## Aim of the task
Reproduce without any pictures the lines from the one that contains "Could you please point out the black metal footboard" through the end of the records, exactly as written.

Extracted entries section start

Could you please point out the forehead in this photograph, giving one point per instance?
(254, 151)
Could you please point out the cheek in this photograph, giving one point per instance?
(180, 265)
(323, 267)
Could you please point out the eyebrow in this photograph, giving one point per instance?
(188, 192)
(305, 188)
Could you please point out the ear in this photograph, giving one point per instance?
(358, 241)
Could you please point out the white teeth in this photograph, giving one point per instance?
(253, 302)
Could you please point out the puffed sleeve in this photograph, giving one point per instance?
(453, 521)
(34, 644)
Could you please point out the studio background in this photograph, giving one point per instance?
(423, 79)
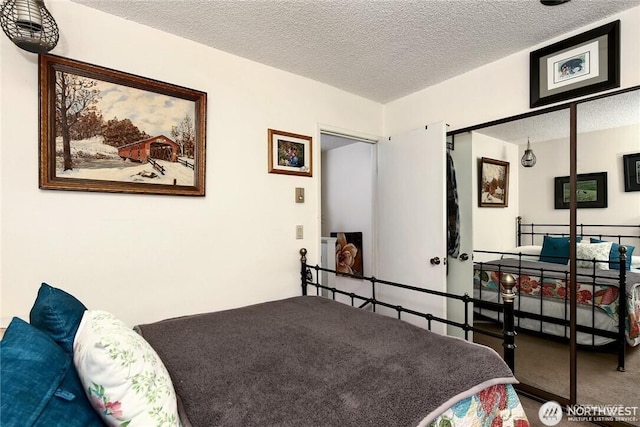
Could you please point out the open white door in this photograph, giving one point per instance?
(411, 234)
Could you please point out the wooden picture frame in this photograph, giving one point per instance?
(493, 183)
(580, 65)
(631, 167)
(289, 153)
(109, 131)
(591, 191)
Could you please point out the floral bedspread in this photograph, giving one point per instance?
(494, 406)
(603, 296)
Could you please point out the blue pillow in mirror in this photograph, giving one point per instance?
(58, 314)
(556, 249)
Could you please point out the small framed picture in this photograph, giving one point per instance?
(631, 165)
(578, 66)
(289, 153)
(493, 188)
(591, 191)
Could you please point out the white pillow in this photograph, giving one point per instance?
(122, 375)
(587, 252)
(529, 253)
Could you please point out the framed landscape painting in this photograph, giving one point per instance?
(631, 166)
(591, 191)
(493, 188)
(109, 131)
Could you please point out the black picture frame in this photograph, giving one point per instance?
(580, 65)
(631, 166)
(591, 191)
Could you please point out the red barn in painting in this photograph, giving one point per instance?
(157, 147)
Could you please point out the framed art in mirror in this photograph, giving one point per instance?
(591, 191)
(493, 188)
(289, 153)
(631, 166)
(109, 131)
(580, 65)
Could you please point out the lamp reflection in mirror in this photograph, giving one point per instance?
(29, 25)
(528, 159)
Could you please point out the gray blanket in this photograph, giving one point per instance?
(310, 361)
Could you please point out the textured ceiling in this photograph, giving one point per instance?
(379, 49)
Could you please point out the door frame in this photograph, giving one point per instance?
(362, 137)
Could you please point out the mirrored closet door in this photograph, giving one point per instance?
(608, 216)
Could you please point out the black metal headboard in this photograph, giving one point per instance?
(530, 233)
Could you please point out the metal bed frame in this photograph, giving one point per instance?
(584, 230)
(308, 278)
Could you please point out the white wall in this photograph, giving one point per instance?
(236, 246)
(599, 151)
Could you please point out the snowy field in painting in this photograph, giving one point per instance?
(94, 160)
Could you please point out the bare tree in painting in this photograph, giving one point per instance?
(76, 97)
(185, 136)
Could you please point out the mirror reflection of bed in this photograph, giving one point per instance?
(607, 129)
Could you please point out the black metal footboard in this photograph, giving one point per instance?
(310, 274)
(585, 280)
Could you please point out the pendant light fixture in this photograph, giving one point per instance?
(528, 159)
(29, 25)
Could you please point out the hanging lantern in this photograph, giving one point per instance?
(528, 159)
(29, 25)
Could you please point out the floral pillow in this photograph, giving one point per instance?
(123, 376)
(587, 252)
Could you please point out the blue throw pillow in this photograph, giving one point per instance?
(58, 314)
(556, 249)
(39, 385)
(614, 255)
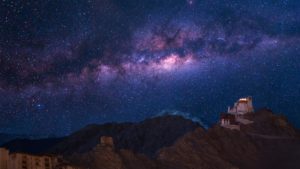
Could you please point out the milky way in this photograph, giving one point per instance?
(66, 65)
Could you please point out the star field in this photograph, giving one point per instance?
(64, 65)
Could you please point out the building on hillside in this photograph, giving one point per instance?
(28, 161)
(242, 107)
(229, 121)
(107, 141)
(235, 116)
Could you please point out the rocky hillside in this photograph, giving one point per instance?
(172, 142)
(145, 137)
(269, 143)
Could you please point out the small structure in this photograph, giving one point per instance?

Extracted entries section end

## Response
Could you please point out the black metal footboard in this photograph, giving one point per instance?
(310, 274)
(585, 280)
Could you please point out the pendant light fixture in this photograph, giving one point per instance?
(528, 159)
(29, 25)
Could you please point out the hanging lantern in this photograph, giving one point per instance?
(528, 159)
(29, 25)
Could you please point out the floral pillow in this photograph, giving one point per instance?
(123, 376)
(587, 252)
Could you please point out the blue throw pillow in this photograph, giving one point per instance?
(58, 314)
(556, 249)
(39, 385)
(614, 255)
Could you please point out the milky way in this photograph, giving one point per instance?
(66, 65)
Could you please point out the star field in this photograph, giving one point per instance?
(64, 65)
Could you please point out the building on hillside in this photograph, giving one point per instance?
(28, 161)
(242, 107)
(229, 121)
(107, 141)
(235, 116)
Could you please point out the rocky hillside in this photograph, giving one point per instance?
(172, 142)
(145, 137)
(269, 143)
Could you please point out the small structure in this photograph, giving one point per instance?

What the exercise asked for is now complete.